• Exercise details
Could you continue the news excerpt below about the Idlib ceasefire and the Syrian refugee crisis, picking up right after its last sentence?

• Excerpt provided

Why it matters: A brutal offensive by Syrian dictator Bashar al-Assad and his Russian patrons has forced more than 1 million civilians to flee toward the Turkish border, infuriating Erdogan and bringing Turkey to the brink of direct military conflict with Russia. The ceasefire, which is set to go into effect at midnight, is aimed at cooling geopolitical tensions and halting what is already a massive humanitarian crisis.
The big picture: Syria's campaign to retake the final rebel strongholds in Idlib — backed by Russian strikes on schools, hospitals and homes — has exacerbated the Syrian refugee crisis to one of its worst points in the nine-year civil war.
- Forced to deal with the wave of refugees heading to the Turkish border, Erdogan announced last Saturday that he would open Turkey's borders with Europe — claiming that his country cannot sustain more than the 3.6 million Syrian refugees it already hosts.
- Greece has taken a hard line as refugees have massed at its border with Turkey, with the government deploying the army and announcing that it would not accept asylum applications for at least a month.

• Information given
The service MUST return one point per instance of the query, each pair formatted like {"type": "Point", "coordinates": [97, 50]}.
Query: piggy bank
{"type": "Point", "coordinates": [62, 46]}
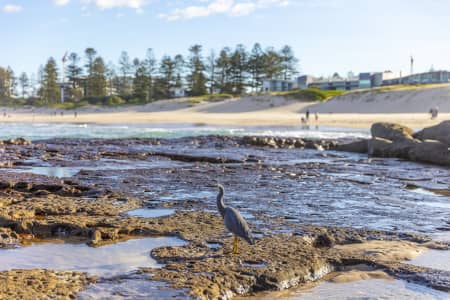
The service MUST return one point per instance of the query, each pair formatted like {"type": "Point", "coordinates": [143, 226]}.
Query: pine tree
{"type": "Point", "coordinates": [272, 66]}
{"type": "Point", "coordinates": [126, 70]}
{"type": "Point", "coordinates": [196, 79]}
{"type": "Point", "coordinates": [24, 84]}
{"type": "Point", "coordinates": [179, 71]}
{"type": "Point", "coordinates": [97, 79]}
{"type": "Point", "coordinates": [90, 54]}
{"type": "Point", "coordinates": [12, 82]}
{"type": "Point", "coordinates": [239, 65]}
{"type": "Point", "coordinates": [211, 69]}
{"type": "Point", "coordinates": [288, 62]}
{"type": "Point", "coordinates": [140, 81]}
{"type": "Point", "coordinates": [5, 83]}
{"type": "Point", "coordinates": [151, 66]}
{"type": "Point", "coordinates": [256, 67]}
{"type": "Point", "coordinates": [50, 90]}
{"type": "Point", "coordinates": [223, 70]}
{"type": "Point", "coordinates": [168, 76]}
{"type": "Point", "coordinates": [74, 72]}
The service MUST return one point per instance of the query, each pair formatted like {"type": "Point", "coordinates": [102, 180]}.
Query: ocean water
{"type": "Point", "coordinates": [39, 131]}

• Exercise result
- The European Union — still grappling with the ramifications of the 2015 migrant crisis — has said it will support Greece's decision.
Between the lines: The EU, long a champion of tolerance and promoter of asylum laws, is facing a difficult balancing act as it seeks to secure its borders while avoiding the appearance of hypocrisy.
- It must attempt to do so while also assuaging the concerns of Turkey, which has fostered deeper ties with Russia in recent years.
- Putin, meanwhile, must attempt to keep his support for Assad from pushing Turkey fully back into the NATO fold.